Document text:
::::
Unwritten Law is the third album by the San Diego-based punk rock band Unwritten Law, released in 1998 by Interscope Records. It was their first album to chart, reaching No. 16 on Billboard's Top Heatseekers chart. Music videos were filmed for the songs "Teenage Suicide", "California Sky", "Holiday", "Cailin", and "Lonesome". "Cailin" and "Lonesome" were released as singles, the former being Unwritten Law's first song to chart, reaching No. 28 on the Modern Rock Tracks chart.

Micah Albao performed as a session bassist on the album, the band's original bassist John Bell having departed the group the previous year. Following the recording sessions, Pat "PK" Kim of Sprung Monkey joined Unwritten Law as their new permanent bass player. The album includes guest appearances by Brandon Boyd and Mike Einziger of Incubus on the hidden track "418".

Track listing

Personnel

Band
Scott Russo – lead vocals
Steve Morris – lead guitar, backing vocals
Rob Brewer – rhythm guitar, backing vocals
Wade Youman – drums, percussion

Additional musicians
Micah Albao – bass guitar
Rick Parashar – piano, keyboards, tambura, percussion
Geoff Turner – DJ
Erik Aho – additional guitar on "Cailin"
::::
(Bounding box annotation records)
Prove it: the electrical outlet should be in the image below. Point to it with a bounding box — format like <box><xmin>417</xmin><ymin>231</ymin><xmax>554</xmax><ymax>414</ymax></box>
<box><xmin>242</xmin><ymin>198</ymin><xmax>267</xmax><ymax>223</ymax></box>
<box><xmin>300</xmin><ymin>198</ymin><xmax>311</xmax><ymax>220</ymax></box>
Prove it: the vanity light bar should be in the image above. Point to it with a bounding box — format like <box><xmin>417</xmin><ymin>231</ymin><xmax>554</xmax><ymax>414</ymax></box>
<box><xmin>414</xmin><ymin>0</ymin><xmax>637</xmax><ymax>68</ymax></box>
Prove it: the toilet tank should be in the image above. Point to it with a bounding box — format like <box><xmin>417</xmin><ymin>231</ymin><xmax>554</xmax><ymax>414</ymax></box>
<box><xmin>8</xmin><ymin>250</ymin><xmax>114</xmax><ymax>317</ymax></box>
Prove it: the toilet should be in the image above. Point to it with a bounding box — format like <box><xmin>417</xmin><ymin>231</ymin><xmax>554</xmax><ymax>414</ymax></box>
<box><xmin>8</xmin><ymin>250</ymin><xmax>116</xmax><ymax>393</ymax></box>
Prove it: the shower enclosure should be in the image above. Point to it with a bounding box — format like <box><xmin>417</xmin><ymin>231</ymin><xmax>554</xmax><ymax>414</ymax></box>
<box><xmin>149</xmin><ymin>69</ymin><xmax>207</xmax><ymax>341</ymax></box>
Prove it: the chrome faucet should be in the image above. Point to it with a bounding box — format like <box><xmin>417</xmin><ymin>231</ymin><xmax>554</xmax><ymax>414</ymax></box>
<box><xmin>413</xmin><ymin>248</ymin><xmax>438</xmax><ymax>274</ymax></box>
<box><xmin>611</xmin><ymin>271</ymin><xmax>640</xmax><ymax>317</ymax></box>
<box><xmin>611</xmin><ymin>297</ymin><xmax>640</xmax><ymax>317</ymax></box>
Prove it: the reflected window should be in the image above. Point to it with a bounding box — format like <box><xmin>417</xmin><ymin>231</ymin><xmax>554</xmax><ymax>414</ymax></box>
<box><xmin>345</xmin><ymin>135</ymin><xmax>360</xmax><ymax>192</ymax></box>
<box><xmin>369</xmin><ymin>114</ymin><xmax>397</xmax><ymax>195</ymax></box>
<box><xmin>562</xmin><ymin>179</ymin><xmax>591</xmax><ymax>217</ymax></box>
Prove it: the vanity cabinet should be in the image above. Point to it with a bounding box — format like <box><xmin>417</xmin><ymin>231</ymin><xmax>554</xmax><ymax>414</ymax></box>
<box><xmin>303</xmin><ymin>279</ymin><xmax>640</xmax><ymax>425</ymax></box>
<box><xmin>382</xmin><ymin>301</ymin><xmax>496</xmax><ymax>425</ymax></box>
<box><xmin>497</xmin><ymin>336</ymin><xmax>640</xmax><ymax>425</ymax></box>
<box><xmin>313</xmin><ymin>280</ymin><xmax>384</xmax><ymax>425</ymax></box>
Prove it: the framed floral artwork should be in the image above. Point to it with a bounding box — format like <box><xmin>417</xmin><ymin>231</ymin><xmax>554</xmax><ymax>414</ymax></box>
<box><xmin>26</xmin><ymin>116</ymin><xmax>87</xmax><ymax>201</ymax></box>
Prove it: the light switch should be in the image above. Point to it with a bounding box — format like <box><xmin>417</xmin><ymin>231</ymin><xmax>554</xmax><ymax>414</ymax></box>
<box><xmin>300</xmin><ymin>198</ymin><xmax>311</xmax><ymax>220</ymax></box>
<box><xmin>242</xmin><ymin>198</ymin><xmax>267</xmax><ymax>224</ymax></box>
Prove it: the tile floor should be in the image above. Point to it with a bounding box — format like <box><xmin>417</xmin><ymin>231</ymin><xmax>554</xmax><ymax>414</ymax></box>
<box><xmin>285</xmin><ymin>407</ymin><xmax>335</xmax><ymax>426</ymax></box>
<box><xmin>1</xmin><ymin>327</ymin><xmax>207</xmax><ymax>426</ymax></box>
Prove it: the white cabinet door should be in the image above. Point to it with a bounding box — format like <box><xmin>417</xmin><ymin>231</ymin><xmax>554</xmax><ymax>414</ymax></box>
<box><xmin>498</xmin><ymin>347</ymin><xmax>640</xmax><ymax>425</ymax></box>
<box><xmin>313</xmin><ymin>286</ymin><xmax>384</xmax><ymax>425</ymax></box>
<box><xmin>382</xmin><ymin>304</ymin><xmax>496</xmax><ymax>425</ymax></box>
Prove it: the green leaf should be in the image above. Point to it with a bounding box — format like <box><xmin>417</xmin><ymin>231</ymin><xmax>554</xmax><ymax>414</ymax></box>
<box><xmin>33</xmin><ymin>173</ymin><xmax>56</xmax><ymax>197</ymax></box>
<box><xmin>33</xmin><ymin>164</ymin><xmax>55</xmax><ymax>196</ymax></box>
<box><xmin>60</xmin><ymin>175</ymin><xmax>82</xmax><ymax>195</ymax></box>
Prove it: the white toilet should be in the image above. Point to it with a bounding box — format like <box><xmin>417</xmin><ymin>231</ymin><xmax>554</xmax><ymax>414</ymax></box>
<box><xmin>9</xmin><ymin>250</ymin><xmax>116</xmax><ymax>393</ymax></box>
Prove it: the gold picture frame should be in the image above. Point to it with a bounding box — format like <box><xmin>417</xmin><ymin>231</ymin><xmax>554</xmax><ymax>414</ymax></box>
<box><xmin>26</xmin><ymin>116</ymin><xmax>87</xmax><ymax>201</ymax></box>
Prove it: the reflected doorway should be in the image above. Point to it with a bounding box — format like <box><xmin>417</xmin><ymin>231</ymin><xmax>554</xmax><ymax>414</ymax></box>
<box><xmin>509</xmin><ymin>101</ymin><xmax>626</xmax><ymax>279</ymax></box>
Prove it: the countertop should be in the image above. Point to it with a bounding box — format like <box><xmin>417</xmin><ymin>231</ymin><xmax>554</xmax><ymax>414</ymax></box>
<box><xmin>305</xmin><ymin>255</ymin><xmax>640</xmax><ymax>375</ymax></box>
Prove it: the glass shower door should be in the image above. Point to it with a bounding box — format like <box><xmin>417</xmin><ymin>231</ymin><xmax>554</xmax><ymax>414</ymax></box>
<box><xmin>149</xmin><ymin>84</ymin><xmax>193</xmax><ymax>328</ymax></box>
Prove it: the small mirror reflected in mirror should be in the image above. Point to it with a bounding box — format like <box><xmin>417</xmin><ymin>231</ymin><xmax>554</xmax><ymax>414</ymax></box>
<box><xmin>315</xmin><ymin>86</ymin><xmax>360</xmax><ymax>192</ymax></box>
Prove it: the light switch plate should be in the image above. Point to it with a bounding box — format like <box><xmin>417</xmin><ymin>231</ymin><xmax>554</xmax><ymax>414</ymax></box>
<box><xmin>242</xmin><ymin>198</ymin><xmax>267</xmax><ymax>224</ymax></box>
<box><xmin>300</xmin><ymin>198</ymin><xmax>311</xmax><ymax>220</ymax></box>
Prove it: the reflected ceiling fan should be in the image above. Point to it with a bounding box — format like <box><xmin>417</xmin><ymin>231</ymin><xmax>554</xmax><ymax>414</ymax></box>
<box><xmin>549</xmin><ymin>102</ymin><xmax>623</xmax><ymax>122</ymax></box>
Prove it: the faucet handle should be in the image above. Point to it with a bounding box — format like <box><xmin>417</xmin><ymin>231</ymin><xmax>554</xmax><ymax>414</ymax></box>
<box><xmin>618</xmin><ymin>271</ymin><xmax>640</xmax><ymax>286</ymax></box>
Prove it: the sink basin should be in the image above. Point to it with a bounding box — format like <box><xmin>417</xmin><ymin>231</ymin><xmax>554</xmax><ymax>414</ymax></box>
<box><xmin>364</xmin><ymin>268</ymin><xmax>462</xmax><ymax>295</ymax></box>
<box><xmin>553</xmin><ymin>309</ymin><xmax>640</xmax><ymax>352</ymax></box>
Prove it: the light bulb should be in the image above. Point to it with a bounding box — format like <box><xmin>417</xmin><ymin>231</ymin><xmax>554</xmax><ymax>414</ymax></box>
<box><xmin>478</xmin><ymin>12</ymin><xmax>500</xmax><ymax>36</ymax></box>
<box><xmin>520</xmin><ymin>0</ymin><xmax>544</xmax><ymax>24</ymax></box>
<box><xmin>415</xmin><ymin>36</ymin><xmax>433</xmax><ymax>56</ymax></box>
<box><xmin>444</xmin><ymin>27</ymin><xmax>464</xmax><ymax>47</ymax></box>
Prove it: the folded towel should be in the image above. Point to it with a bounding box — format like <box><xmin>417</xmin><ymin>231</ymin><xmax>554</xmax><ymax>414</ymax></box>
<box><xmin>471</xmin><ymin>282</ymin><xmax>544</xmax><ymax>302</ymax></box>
::::
Required work:
1. Based on the text about the Unwritten Law album, state whether each statement agrees with it: (a) the album reached No. 16 on Billboard's Top Heatseekers chart; (b) John Bell played bass on the album; (c) Erik Aho played additional guitar on "Lonesome". For each, answer yes or no and quote the deciding words.
2. Tally the lines of the records that contain the string "faucet", with case counting, and give only the number.
The text and the records are independent of each other.

Answers given:
1.
(a) Yes: "reaching No. 16 on Billboard's Top Heatseekers chart"
(b) No: "Micah Albao performed as a session bassist on the album, the band's original bassist John Bell having departed the group the previous year"
(c) No: "Erik Aho – additional guitar on "Cailin""

2. 2